— Excerpt —
[Start of Attachment]
These longer RNAs are processed in the nucleus into hairpin RNAs of
70–100 nt by the dsRNA-specific ribonuclease, Drosha (Figure 1). The
hairpin RNAs are transported to the cytoplasm (via a transportin-5
dependent mechanism), where they are digested by a second,
double-stranded RNA (dsRNA)-specific ribonuclease, Dicer. The resulting
19 to 23mer mature miRNA is bound by a complex similar to the
RNA-induced silencing complex (RISC) that participates in RNA
interference (RNAi). In animals, the complex-bound, single-stranded
miRNA binds specific mRNAs through sequences that are significantly —
though not completely — complementary to the mRNA. By a mechanism that
is not fully understood, but which does not involve mRNA degradation as
in RNAi, the bound mRNA remains untranslated, resulting in reduced
expression of the corresponding gene.
[End of Attachment]
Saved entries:
[Start of Attachment]
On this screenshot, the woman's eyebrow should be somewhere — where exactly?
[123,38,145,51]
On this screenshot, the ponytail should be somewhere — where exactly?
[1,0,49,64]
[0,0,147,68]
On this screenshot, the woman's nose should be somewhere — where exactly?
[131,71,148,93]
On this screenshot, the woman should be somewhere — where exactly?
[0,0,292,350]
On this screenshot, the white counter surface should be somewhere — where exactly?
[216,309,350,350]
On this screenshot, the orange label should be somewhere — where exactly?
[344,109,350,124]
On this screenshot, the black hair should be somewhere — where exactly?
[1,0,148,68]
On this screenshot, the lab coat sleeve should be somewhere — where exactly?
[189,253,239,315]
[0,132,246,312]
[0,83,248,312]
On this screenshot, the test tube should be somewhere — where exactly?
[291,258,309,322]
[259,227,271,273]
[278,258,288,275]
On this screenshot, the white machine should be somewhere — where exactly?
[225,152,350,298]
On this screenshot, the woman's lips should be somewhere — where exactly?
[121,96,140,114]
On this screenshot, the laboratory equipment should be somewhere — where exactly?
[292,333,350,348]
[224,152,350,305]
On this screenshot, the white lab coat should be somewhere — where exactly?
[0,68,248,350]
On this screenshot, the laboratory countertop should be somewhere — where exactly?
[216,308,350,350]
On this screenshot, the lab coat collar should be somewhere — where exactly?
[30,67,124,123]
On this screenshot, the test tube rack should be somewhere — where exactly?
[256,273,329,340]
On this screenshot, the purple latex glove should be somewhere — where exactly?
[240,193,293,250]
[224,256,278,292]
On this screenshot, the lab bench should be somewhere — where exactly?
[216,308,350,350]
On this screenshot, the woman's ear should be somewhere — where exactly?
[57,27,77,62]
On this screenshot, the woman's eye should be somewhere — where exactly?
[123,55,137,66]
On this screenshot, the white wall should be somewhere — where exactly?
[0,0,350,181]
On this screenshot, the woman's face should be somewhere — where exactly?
[End of Attachment]
— Work request 1 —
Answer these questions from the microRNA excerpt:
(a) Which ribonuclease processes the longer RNAs into hairpin RNAs in the nucleus?
(b) What size is the mature miRNA that results from digestion by Dicer?
(c) Unlike RNAi, what does the mechanism that leaves the bound mRNA untranslated not involve?
— Work request 2 —
Duplicate the microRNA excerpt from "These longer RNAs" to "the corresponding gene.", word for word.
The records are separate material and have no connection to the microRNA excerpt.

— Reply 1 —
(a) Drosha
(b) 19 to 23mer
(c) mRNA degradation

— Reply 2 —
These longer RNAs are processed in the nucleus into hairpin RNAs of
70–100 nt by the dsRNA-specific ribonuclease, Drosha (Figure 1). The
hairpin RNAs are transported to the cytoplasm (via a transportin-5
dependent mechanism), where they are digested by a second,
double-stranded RNA (dsRNA)-specific ribonuclease, Dicer. The resulting
19 to 23mer mature miRNA is bound by a complex similar to the
RNA-induced silencing complex (RISC) that participates in RNA
interference (RNAi). In animals, the complex-bound, single-stranded
miRNA binds specific mRNAs through sequences that are significantly —
though not completely — complementary to the mRNA. By a mechanism that
is not fully understood, but which does not involve mRNA degradation as
in RNAi, the bound mRNA remains untranslated, resulting in reduced
expression of the corresponding gene.